_Article_.
------------

Mathletics, Mindsets and Mastery.

Charlie Stripp Maths mindsets and mastery Quote from Charlie Stripp, NCETM’s Director on his blog post –

Maths, Mindsets and Mastery


From September, in addition to my training session, ‘Maximise your Mathletics’ which takes teachers through the wealth of resources and activities available on Mathletics, I shall be delivering a session entitled, ‘Mathletics, Mindsets and Mastery.’ This blog post pulls together some of the background information used to inform this session and provides further links to information on both ‘Mindsets’ and ‘Mastery.’  The interactive, hands on session, will then explore how, Mathletics, an online Maths program can be used to help pupils develop a positive mathematical mindset and progress towards ‘mastery.’

Growth Mindsets

While at Farsley Farfield, together with my colleague and friend, Andrew Wilkinson, we put together a blog which follows the journey we went on when introducing ‘Growth Mindsets’ and developing the ideas so that they became part of our every day language and part of the schools ethos.

Click on the image below to visit the blog. Using the menu in the top banner will take you to many more links which we found useful and informative.

farsley farfield

Andrew’s latest work on Growth Mindsets, can be followed on this blog


The poster above sets out the key principles of how developing a Growth Mindset helps us all to become resilient, enthusiastic and successful lifelong learners.

Follow this link to download the poster and read further details on the information in the poster.

------------

_Given records_.
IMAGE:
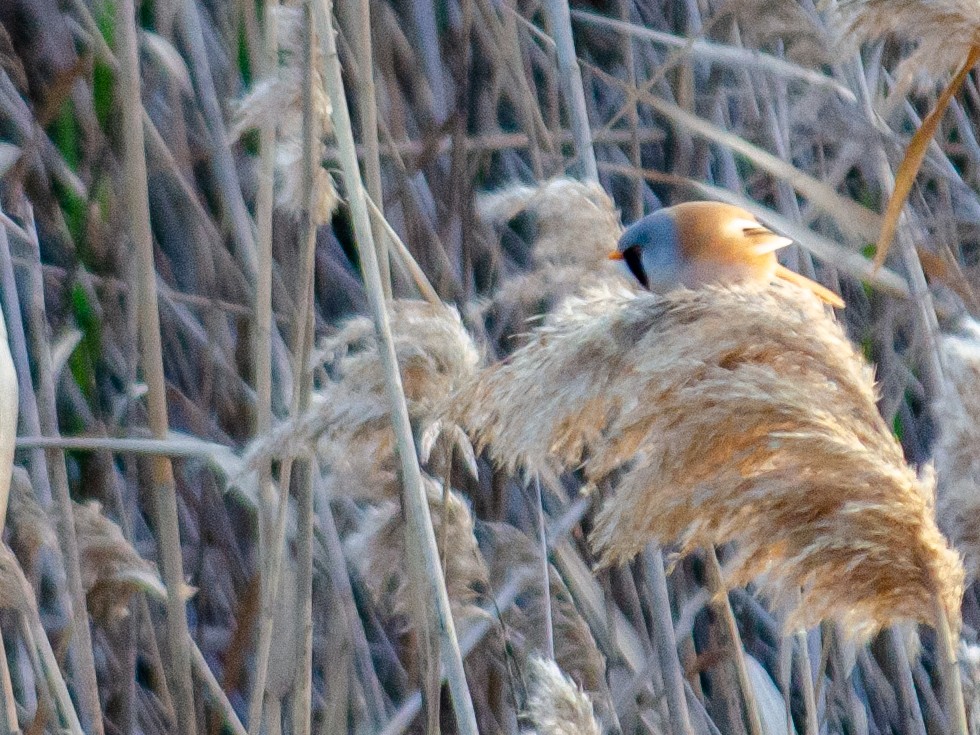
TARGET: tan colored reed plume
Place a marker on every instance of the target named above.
(278, 101)
(572, 226)
(945, 30)
(377, 547)
(556, 705)
(729, 414)
(957, 461)
(348, 424)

------------

_What this exercise asks_.
**1.** Answer these questions about the blog post on mindsets and mastery:
(a) What is the title of the training session that takes teachers through the resources and activities on Mathletics?
(b) Who is named as the colleague and friend at Farsley Farfield?
(c) According to the poster, what kind of learners does developing a Growth Mindset help us all become?
**2.** Revise the listing by changing "tan colored" to "pale" and keeping everything else the same. Leave out the picture.

_Answers for the exercise_.
**1.**
(a) 'Maximise your Mathletics'
(b) Andrew Wilkinson
(c) Resilient, enthusiastic and successful lifelong learners

**2.**
IMAGE:
TARGET: pale reed plume
Place a marker on every instance of the target named above.
(278, 101)
(572, 226)
(945, 30)
(377, 547)
(556, 705)
(729, 414)
(957, 461)
(348, 424)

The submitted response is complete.